As the minutes ticked by and groceries were picked out around us, our conversation shifted from how we’re actively pursuing our careers to how we think about them.

Jawana spoke to me about the negativity she sees everywhere and how important it is to find what it is that makes you yourself and embrace it, to find your spirituality and to immerse yourself in positivity instead.

As a senior at the UA with graduation on the precipice in December, these are all questions and ideas I’m confronted with every day from a very one-sided perspective within that insulated bubble of college living.

Everyone on the UA campus tells me that there aren’t any jobs in Tucson, especially not in photography. They tell me that if I want to get a job, I’ve got to move to wherever the job is. As far as they’re concerned, Tucson is not an option for me.

The fact that Tucson and all of the kind, friendly people who live here and have completely stolen my heart seems to be lost on them.

Every day when I look out at those purple Catalinas, at the palm trees, at the colorful little buildings dotting every street, when a stranger simply walking past me says good morning for no reason other than genuine friendliness, when I can’t go anywhere without greeting someone I’ve met through some piece of journalism I’ve done—I feel like I’m home, like this is the place where I belong.

Like Jawana said, every city “has it’s own flavor” and I don’t think there’s any other place in the world that’s quite like Tucson.

Sure, some woman I randomly meet in a grocery store isn’t a career advisor or a seasoned professional in the industry of journalism, but she’s a person who’s chasing her dreams and believes that others can succeed if they work hard enough and really, from the bottom of their hearts, want it.

It was such a breath of fresh air to talk with someone about my love for Tucson and desire to stay here and for once not get a disapproving look coupled with a few shakes of the head.

All I was looking for this morning was a nice cup of coffee and a sandwich. I was successful in that endeavor, but I also just stumbled upon this huge outpouring of support from someone who has no reason to care about my life or believe in me, but chose to anyway, which is emblematic of my experience in this little desert mountain town outside of my college campus.

Staying in Tucson is not the easy path to take and I know that. But a little voice in the back of my head keeps calling out to me, reminding me of that old saying, “Nothing worth having comes easy.”

- _DATASET RECORDS_:
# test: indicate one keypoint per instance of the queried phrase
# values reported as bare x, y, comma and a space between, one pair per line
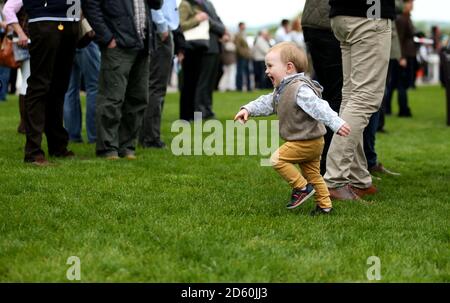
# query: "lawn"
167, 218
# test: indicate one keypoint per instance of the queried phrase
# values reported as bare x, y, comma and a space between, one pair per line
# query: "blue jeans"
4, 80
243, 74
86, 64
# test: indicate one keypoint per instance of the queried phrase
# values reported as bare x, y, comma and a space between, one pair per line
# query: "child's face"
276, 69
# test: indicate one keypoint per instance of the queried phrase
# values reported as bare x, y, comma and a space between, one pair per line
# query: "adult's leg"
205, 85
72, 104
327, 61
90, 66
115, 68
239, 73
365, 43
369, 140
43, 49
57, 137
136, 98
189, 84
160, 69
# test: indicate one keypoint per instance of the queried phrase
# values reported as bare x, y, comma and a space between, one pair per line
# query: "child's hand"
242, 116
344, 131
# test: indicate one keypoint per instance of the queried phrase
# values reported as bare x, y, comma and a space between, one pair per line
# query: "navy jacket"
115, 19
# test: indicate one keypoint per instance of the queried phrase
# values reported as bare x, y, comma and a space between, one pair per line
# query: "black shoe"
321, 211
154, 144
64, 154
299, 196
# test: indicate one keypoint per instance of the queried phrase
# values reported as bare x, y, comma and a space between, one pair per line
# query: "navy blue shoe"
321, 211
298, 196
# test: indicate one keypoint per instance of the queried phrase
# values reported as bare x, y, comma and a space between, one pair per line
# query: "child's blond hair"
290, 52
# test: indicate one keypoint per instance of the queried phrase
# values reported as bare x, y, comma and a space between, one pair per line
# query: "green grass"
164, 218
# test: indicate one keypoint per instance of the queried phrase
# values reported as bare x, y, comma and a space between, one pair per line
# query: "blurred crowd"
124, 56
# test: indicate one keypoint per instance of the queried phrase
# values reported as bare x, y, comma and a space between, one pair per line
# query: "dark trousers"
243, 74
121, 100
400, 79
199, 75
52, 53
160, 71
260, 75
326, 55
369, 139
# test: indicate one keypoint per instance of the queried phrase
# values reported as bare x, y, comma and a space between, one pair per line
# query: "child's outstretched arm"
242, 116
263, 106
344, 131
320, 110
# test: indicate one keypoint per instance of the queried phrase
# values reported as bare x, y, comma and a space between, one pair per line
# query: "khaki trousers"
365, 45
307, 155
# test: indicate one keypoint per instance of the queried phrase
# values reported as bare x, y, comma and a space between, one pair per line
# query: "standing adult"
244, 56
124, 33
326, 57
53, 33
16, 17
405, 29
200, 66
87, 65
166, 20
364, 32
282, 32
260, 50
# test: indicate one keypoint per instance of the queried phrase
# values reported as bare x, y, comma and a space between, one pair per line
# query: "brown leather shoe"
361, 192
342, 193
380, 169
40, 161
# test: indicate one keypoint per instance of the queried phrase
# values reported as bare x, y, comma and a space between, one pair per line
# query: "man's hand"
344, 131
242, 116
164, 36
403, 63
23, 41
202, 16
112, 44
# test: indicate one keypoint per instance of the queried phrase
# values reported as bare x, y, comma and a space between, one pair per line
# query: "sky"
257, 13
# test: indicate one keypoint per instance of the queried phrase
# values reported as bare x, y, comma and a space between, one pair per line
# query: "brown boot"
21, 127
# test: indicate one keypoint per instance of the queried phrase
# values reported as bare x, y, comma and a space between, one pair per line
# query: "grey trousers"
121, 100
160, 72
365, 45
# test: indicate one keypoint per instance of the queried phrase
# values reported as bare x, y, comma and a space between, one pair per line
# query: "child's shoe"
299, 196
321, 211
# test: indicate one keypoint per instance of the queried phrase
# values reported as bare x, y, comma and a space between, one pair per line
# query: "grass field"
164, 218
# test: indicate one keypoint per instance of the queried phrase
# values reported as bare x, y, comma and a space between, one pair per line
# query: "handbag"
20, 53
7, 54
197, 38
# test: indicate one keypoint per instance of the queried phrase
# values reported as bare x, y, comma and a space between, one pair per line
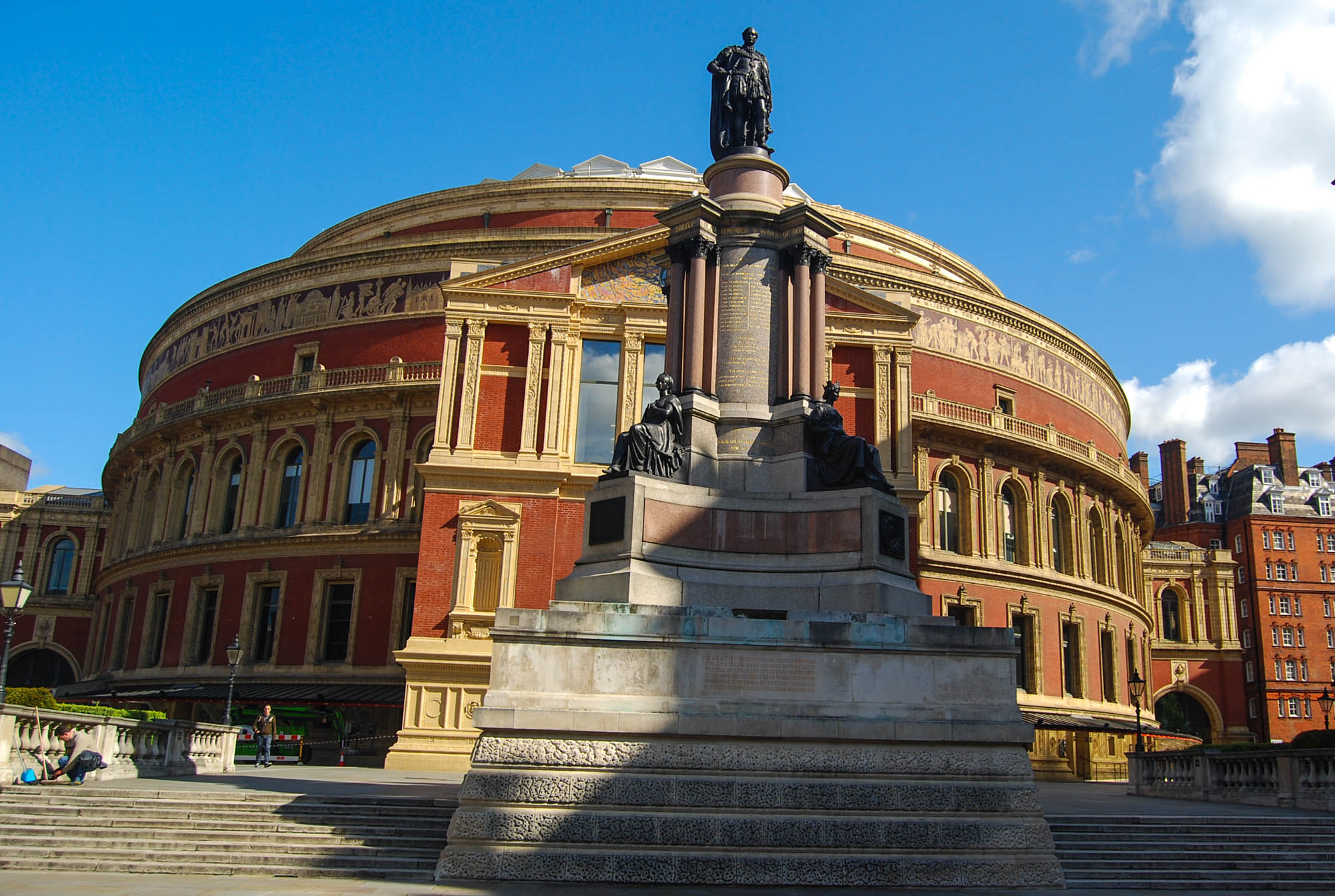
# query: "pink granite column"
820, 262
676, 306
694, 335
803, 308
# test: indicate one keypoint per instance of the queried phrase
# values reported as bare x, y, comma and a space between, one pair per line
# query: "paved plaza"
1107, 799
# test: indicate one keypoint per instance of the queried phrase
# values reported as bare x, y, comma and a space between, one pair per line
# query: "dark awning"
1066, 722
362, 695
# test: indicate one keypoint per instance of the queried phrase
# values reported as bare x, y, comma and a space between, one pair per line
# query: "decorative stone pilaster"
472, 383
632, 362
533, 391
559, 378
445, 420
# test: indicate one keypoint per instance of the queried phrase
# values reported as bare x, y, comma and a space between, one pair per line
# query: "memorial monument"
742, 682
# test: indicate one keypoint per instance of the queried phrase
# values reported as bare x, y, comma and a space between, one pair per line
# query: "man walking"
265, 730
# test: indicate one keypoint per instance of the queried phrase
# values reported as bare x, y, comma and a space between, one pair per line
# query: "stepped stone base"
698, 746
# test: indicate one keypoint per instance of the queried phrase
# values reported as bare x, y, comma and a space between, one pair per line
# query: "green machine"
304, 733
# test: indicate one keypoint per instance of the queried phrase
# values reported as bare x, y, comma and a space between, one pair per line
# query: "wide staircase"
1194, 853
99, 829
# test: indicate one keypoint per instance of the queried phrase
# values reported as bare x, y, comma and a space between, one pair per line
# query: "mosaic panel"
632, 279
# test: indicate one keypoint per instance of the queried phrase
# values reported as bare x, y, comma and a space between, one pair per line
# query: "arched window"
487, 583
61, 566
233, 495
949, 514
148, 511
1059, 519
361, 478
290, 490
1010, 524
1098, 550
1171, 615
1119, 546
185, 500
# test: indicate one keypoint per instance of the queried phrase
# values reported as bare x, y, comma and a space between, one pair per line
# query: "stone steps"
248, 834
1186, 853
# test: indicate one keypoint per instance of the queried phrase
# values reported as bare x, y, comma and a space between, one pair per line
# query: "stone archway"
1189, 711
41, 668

- _JOB 1_: Condense the paragraph of the Tucson essay that opens "Everyone on the UA campus tells me" into a short bulleted list that keeps its main facts.
- _JOB 2_: Reproduce word for word the part of the Tucson essay from "Jawana spoke to" up to and including "lost on them.".
Work only from the Tucson essay; the listing plays no part.

- _RESULT 1_:
- Everyone on the UA campus says Tucson has no jobs, especially in photography.
- They say that to get a job, I have to move to wherever the job is.
- In their view, Tucson is not an option for me.

- _RESULT 2_:
Jawana spoke to me about the negativity she sees everywhere and how important it is to find what it is that makes you yourself and embrace it, to find your spirituality and to immerse yourself in positivity instead.

As a senior at the UA with graduation on the precipice in December, these are all questions and ideas I’m confronted with every day from a very one-sided perspective within that insulated bubble of college living.

Everyone on the UA campus tells me that there aren’t any jobs in Tucson, especially not in photography. They tell me that if I want to get a job, I’ve got to move to wherever the job is. As far as they’re concerned, Tucson is not an option for me.

The fact that Tucson and all of the kind, friendly people who live here and have completely stolen my heart seems to be lost on them.